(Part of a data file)
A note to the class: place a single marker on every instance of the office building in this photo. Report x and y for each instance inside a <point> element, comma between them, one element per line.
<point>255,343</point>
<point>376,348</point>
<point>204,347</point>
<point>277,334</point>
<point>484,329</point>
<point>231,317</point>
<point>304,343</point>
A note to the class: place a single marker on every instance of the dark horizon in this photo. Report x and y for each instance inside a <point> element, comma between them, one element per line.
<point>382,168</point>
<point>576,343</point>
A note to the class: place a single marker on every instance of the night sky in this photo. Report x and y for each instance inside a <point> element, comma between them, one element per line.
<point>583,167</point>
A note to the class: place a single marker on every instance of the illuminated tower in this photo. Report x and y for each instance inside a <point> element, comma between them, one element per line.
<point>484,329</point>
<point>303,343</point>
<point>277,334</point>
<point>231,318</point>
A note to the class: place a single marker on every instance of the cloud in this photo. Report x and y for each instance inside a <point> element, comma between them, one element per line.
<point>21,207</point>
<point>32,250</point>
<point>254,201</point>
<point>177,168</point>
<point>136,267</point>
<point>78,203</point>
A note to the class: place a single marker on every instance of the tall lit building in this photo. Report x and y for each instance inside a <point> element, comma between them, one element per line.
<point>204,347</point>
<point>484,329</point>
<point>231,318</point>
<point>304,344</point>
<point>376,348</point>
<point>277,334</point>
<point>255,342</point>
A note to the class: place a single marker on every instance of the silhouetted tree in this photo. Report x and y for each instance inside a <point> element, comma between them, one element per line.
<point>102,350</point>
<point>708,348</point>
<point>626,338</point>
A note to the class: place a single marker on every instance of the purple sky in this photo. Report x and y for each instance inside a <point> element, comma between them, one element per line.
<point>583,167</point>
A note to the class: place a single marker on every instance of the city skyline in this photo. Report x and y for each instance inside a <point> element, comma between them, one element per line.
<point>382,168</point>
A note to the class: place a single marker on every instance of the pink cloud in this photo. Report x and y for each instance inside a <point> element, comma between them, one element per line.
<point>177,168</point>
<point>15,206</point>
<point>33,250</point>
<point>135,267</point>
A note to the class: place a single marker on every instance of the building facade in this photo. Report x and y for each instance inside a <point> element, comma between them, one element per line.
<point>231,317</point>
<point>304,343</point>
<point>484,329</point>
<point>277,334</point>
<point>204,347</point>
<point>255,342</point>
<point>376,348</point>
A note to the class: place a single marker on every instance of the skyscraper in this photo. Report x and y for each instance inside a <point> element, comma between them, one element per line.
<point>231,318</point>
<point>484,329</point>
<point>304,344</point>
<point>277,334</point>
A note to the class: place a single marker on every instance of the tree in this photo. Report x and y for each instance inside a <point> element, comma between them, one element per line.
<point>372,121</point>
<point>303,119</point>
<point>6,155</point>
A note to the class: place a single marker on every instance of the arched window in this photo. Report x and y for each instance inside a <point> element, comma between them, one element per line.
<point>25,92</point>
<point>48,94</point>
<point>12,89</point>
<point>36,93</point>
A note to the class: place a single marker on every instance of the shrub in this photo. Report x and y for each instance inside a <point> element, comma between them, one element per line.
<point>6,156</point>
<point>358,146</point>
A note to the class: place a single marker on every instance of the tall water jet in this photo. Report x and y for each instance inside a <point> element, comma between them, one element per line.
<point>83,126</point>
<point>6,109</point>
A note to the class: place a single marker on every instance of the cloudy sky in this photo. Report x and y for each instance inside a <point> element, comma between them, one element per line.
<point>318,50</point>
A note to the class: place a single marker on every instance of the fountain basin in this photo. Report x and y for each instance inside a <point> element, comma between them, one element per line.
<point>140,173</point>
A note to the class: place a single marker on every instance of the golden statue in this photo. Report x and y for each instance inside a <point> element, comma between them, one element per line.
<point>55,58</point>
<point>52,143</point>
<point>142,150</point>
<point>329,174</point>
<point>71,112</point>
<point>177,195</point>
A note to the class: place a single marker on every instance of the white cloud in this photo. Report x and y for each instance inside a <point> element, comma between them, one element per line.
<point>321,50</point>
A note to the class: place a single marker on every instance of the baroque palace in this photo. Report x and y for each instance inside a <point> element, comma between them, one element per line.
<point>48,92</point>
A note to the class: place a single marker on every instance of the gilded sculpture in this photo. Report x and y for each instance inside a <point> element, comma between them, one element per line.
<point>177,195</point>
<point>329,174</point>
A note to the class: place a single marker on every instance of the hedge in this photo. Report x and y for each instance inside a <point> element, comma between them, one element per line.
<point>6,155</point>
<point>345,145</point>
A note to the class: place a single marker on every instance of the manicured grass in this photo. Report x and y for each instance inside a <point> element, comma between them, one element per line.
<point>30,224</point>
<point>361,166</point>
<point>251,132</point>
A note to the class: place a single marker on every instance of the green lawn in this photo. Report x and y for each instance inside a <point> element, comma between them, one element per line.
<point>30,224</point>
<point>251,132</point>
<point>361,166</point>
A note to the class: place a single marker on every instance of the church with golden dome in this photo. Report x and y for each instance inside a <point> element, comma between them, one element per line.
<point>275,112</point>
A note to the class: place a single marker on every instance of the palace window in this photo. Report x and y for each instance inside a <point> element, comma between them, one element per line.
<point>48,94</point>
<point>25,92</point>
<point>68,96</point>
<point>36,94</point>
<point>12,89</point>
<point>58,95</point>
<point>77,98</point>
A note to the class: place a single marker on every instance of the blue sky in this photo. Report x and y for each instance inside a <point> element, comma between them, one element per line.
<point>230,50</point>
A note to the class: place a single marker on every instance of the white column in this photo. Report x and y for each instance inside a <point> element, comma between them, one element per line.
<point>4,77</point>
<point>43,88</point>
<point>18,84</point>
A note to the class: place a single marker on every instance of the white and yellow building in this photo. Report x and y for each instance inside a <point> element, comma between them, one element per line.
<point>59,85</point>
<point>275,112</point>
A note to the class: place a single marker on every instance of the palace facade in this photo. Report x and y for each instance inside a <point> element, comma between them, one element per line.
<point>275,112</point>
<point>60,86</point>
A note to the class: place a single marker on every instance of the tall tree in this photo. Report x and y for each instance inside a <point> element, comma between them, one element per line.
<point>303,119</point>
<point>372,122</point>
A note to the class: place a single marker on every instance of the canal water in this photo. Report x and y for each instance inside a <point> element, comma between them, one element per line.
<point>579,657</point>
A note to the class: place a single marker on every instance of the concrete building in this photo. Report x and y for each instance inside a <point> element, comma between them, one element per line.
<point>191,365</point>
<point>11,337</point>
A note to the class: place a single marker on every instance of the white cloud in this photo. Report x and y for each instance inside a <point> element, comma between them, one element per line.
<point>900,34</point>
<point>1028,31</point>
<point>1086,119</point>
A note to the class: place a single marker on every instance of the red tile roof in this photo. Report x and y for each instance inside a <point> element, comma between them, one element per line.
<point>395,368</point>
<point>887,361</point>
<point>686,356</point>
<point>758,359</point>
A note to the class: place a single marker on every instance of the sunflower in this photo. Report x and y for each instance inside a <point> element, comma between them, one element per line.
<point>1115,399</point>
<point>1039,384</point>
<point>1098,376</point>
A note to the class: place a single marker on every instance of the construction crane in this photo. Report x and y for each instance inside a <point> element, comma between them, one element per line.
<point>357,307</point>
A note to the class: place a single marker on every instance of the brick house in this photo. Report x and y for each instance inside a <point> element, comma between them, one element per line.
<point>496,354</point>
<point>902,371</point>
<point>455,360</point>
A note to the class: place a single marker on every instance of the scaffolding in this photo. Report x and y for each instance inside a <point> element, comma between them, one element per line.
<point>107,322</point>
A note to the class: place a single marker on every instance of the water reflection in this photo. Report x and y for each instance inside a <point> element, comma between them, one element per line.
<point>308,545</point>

_DO THIS_
Give back, exactly as written, the lines from the one with "of the concrete" to the last line.

_THE RESULT_
A note to the class: place a single marker on every instance of the concrete building in this photo. Report x and y for each instance inside a <point> element, comma between them, one element per line.
<point>191,365</point>
<point>11,337</point>
A note to the class: place a single marker on every instance of the white cloud in this photo. Report x and y for each instance inside a <point> element, comma between them, one element per line.
<point>900,34</point>
<point>1028,31</point>
<point>1086,119</point>
A note to the class: place a single marker on every instance of the red tile roof in this photo. Report x and y for each instance inside a <point> element, comma between them, one element per line.
<point>395,368</point>
<point>887,361</point>
<point>686,356</point>
<point>758,359</point>
A note to the class: place a single marker on every instance of the sunflower in this photo. Report x and y for each instance inside a <point> element, comma between them, one element per line.
<point>1115,399</point>
<point>1039,384</point>
<point>1098,376</point>
A note to the class: place a single marker on every instance of the construction crane in this photo. Report x and y for each instance inside a <point> element, comma between them, one element per line.
<point>357,307</point>
A note to the class: place a single marker on every instance of the brick house in this photo. Report x and y for each instance inside a <point> element, comma between them, one element per line.
<point>496,354</point>
<point>902,371</point>
<point>455,360</point>
A note to the class: place a single marker on every instance of the scaffolding in this photo. Report x and y for each instance inside a <point> element, comma between them, one element per line.
<point>107,322</point>
A note to the class: place a single marker on every instance of the water reflection in this photo. Report x and y for each instance inside a <point> element, comma between them, one element per line.
<point>308,545</point>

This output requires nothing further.